**WHAT YOU HAVE TO DO:** Rewrite the rows from the line containing "Where can you find the green bush" through the last row, replacing "pixel coordinates" with "image coordinates" and keeping everything else the same.

[Rows from a data source]
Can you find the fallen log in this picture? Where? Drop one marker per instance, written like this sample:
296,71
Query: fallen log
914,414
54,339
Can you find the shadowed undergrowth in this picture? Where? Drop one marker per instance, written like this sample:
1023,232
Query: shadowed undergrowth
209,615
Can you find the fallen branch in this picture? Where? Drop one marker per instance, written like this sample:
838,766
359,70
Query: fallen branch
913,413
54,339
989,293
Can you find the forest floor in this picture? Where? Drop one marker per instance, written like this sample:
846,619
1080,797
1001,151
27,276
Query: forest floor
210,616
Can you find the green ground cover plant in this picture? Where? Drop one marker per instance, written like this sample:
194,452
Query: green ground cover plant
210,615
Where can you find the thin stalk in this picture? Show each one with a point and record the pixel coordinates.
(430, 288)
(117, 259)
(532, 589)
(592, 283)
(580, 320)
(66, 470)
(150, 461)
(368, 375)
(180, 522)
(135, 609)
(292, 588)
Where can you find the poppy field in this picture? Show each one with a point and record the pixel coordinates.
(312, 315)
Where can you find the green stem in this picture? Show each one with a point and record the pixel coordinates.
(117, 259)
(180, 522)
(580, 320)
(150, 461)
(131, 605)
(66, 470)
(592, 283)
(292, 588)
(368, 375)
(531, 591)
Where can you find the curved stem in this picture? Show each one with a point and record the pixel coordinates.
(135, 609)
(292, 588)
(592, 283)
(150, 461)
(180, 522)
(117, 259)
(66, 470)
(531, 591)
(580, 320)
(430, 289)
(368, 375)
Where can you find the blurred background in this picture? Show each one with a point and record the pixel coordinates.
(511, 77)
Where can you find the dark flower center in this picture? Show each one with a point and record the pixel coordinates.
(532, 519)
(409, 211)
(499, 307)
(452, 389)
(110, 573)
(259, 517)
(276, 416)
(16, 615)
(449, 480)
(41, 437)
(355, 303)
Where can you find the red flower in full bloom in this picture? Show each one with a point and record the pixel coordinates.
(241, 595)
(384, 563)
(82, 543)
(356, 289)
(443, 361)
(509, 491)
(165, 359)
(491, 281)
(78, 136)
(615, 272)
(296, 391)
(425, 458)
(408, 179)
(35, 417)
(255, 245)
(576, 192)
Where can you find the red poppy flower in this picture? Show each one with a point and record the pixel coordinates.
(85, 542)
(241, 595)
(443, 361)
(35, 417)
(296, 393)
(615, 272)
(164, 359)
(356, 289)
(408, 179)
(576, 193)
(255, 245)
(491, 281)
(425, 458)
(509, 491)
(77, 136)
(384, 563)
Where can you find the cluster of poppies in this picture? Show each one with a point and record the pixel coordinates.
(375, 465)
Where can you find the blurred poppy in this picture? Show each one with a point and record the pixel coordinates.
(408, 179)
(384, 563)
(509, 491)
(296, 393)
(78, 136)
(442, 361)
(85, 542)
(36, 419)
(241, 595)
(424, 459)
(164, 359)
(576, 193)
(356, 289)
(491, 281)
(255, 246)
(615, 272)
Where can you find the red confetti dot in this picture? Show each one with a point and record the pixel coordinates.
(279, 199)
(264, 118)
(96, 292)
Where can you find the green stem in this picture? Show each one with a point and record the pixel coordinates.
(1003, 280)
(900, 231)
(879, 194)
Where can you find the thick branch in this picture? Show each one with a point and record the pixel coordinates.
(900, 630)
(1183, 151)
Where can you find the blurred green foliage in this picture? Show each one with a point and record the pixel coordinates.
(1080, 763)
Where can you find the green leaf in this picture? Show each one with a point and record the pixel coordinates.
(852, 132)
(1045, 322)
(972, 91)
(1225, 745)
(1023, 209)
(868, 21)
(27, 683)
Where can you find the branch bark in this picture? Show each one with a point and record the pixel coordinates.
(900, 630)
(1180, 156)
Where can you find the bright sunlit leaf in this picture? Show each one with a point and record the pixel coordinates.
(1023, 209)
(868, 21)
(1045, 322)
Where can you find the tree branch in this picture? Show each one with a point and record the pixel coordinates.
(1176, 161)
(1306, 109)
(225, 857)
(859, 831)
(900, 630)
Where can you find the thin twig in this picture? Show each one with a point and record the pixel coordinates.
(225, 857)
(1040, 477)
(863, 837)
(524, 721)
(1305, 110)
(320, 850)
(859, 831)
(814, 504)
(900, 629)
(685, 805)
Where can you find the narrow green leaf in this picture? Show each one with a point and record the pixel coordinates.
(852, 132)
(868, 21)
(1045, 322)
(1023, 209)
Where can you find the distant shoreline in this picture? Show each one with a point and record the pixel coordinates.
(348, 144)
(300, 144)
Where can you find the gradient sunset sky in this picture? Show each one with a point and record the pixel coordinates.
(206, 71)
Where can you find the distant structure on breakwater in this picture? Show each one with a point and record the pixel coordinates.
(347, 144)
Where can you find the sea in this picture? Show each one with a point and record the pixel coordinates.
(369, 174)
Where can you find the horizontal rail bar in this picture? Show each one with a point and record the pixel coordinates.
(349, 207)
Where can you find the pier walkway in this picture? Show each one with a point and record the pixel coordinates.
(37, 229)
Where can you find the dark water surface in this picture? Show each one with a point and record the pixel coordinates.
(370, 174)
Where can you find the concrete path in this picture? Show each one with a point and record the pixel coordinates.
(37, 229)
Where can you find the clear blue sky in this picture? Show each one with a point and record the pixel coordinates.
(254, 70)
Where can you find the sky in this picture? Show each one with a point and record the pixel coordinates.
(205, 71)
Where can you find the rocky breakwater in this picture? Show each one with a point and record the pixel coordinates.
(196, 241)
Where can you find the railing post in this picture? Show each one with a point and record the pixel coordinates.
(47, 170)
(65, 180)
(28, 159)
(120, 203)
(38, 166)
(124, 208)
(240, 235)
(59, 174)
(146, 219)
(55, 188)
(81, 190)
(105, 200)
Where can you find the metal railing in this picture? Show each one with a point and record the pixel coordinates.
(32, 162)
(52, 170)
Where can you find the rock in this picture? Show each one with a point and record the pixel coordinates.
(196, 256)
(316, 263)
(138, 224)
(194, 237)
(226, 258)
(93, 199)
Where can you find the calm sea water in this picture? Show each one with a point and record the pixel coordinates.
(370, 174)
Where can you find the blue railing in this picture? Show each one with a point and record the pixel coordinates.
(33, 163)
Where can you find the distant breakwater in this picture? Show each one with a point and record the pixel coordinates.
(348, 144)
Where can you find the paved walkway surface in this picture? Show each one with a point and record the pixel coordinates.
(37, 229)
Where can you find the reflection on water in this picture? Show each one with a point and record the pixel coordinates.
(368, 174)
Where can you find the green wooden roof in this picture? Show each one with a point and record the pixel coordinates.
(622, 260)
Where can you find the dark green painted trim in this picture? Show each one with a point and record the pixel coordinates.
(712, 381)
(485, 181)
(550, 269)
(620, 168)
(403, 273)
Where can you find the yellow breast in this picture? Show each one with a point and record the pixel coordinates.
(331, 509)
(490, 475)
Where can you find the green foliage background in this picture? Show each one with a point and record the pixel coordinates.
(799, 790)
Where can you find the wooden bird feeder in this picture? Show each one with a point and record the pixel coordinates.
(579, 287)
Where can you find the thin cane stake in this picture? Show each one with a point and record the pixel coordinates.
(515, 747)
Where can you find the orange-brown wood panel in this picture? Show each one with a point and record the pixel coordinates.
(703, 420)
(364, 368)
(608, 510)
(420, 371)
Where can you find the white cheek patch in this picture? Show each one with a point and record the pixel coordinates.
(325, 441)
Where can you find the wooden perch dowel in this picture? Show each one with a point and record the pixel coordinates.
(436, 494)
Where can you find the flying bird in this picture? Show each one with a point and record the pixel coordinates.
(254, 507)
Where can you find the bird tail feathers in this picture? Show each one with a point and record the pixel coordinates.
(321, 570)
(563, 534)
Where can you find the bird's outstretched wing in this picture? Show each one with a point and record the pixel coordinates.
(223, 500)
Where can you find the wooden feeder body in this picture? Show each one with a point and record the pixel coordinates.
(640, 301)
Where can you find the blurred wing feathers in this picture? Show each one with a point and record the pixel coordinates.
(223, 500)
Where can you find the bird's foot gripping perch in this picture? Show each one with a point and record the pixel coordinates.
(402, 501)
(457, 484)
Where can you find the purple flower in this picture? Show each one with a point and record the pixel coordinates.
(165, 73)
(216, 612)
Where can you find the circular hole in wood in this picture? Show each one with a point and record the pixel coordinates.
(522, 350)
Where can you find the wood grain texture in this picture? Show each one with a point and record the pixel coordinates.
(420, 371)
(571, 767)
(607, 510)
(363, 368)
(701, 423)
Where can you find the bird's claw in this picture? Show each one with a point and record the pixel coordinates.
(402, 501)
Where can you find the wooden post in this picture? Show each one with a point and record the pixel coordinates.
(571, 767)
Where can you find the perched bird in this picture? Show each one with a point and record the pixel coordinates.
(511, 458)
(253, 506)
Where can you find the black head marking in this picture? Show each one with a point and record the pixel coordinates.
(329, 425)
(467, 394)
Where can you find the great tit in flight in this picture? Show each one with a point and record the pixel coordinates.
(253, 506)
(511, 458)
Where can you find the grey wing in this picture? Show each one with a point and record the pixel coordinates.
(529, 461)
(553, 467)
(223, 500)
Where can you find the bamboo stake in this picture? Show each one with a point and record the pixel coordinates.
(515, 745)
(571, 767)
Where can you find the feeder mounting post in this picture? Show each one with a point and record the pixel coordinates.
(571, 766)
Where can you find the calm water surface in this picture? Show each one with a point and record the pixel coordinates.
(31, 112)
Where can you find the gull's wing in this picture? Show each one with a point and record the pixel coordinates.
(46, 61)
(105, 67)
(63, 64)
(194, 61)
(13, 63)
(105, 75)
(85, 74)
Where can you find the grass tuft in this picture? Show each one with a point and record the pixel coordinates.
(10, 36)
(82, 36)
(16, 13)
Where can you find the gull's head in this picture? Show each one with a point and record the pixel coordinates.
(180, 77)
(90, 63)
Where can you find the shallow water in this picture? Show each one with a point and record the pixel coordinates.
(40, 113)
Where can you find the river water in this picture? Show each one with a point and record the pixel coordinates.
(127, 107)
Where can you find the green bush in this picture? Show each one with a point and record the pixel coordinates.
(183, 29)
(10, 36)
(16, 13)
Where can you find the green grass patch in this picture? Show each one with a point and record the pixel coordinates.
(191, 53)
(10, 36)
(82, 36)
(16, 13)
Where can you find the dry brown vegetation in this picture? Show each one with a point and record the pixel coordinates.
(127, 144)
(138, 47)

**ANSWER TO THE TASK:**
Where can you find the green bush in this picture? Show each one with a point and record the image coordinates.
(183, 29)
(10, 36)
(16, 13)
Where can you find the green grass patch in this picture? Show each one with a point and record the image coordinates.
(191, 53)
(10, 36)
(82, 36)
(16, 13)
Where can you find the dry brown vegetation in this picture? Show each one with a point and record the image coordinates.
(127, 144)
(138, 47)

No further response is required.